§ Given task
Render the entries below as a numbered list, from the line with "on the cloud" up to and including the line with "the nose wheel", leaving out blank lines. Leave the pictures out of the list.

§ Supplied material
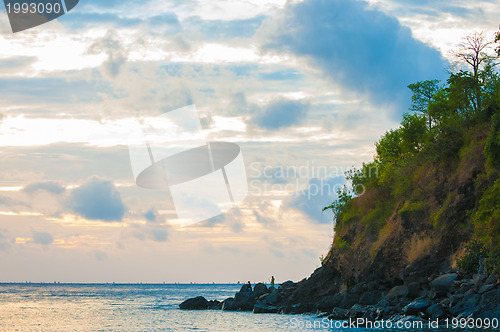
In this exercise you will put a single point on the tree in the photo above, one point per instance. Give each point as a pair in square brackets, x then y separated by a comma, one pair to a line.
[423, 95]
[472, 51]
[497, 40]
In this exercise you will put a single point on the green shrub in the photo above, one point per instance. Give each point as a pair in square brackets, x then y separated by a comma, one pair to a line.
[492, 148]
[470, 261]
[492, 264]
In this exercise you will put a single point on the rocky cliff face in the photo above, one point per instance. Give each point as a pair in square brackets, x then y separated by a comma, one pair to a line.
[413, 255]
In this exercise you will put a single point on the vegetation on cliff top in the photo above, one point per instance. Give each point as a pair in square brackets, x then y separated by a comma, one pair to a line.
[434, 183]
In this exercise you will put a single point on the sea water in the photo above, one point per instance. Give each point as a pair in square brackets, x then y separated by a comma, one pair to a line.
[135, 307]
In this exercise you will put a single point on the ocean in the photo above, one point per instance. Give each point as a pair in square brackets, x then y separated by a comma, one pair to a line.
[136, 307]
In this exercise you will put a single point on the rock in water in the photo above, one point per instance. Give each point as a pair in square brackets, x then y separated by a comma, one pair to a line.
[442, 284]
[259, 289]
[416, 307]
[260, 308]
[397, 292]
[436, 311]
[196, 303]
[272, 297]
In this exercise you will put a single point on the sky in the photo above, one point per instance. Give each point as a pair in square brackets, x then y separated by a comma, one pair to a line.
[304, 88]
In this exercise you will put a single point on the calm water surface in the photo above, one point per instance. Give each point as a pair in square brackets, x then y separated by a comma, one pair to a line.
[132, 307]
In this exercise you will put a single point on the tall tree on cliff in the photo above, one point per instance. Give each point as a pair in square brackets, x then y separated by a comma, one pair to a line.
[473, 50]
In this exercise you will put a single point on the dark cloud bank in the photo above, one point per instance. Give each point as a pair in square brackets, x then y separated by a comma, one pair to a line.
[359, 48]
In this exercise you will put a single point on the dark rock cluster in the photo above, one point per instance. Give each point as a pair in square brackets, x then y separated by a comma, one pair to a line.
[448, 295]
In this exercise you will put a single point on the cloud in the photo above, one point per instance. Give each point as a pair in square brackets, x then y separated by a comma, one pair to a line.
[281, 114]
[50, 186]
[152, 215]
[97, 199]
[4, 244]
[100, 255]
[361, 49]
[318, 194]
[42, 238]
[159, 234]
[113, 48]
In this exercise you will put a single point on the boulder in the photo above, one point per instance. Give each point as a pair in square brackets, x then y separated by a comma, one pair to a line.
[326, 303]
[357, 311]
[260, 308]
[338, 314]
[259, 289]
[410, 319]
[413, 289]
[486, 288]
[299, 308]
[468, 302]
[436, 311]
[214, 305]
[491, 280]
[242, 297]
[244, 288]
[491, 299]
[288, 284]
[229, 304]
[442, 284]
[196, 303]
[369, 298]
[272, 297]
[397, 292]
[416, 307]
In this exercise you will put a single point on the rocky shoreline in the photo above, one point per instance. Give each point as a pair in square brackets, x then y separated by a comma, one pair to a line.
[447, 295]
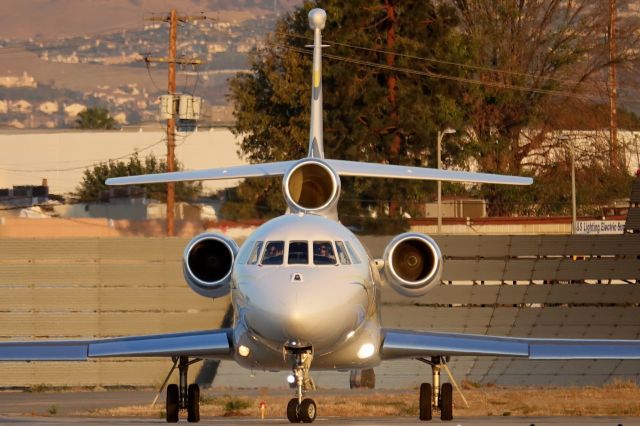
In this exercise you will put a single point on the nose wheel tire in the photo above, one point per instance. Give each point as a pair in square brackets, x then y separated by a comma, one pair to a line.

* * *

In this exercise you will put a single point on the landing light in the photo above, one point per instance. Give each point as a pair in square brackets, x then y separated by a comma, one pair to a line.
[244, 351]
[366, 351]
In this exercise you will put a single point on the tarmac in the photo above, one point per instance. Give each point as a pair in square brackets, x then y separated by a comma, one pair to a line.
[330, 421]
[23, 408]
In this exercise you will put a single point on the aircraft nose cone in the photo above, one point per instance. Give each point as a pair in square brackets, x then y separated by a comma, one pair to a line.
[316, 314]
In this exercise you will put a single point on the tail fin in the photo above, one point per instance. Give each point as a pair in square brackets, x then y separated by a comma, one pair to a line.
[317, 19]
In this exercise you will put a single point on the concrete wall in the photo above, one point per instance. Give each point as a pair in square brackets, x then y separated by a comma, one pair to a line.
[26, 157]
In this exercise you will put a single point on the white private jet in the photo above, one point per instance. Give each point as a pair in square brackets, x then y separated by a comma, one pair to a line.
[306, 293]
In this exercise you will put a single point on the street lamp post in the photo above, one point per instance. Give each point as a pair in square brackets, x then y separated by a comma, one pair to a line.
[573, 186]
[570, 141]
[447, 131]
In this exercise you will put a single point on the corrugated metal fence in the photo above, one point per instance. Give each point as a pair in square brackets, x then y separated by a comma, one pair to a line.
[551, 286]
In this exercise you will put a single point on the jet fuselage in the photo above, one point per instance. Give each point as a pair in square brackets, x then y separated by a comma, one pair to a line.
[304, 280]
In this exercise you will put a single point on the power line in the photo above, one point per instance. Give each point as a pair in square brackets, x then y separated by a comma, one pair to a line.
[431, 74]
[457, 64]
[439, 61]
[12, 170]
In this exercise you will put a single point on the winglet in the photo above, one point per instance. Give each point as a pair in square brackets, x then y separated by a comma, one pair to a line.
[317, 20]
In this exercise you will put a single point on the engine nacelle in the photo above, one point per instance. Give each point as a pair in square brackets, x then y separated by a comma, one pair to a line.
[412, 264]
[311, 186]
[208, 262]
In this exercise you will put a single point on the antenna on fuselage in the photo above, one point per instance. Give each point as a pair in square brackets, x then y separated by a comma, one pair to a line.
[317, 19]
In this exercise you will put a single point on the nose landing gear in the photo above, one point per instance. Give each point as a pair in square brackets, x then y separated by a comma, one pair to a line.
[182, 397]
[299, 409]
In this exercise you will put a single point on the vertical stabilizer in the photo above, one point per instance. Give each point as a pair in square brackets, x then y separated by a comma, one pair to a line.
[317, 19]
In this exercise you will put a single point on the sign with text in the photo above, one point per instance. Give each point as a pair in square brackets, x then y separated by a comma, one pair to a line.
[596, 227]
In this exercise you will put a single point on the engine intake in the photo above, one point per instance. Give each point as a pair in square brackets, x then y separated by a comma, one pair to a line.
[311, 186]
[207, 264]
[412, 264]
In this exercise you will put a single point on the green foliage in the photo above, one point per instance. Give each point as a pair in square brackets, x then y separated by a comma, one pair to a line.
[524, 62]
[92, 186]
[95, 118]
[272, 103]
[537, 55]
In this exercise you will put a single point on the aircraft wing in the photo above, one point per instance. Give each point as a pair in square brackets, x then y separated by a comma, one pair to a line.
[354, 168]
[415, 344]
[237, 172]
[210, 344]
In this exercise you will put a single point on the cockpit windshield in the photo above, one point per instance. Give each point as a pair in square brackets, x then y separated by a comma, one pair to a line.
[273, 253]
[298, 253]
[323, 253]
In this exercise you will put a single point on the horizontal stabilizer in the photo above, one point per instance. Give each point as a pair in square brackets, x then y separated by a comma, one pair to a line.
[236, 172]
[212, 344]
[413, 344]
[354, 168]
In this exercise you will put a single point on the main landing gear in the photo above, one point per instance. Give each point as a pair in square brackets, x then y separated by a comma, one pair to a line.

§ The result
1. In this exercise you will put a single point on the cloud in the photo above, one point per instance. Give each point as a pair in square brackets, x then y separated by a comma, one pair to a line.
2. [281, 114]
3. [50, 186]
4. [152, 215]
5. [97, 199]
6. [4, 244]
7. [100, 255]
8. [361, 49]
9. [318, 194]
10. [42, 238]
11. [159, 234]
12. [113, 48]
13. In this exercise you will put a single point on the boulder in the photo above, one point per instance. Give each point as a pair in square brackets, x then y separated by a comma, one pair to a line.
14. [326, 303]
15. [357, 311]
16. [260, 308]
17. [338, 314]
18. [259, 289]
19. [410, 319]
20. [413, 289]
21. [486, 288]
22. [299, 308]
23. [468, 302]
24. [436, 311]
25. [214, 305]
26. [491, 280]
27. [242, 297]
28. [244, 288]
29. [491, 299]
30. [288, 284]
31. [229, 304]
32. [442, 284]
33. [196, 303]
34. [369, 298]
35. [272, 297]
36. [397, 292]
37. [416, 307]
38. In this exercise you will put a single point on the rocky shoreline in the photo above, one point per instance. Give each point as a pair in square brackets, x then y separated by a comma, one pair to a line.
39. [447, 295]
40. In this exercise you will put a single point on the nose wheel tire in the photo above, one point per instance. Give each point as a pair in square brackets, x then y separated by a comma, one pair to a line.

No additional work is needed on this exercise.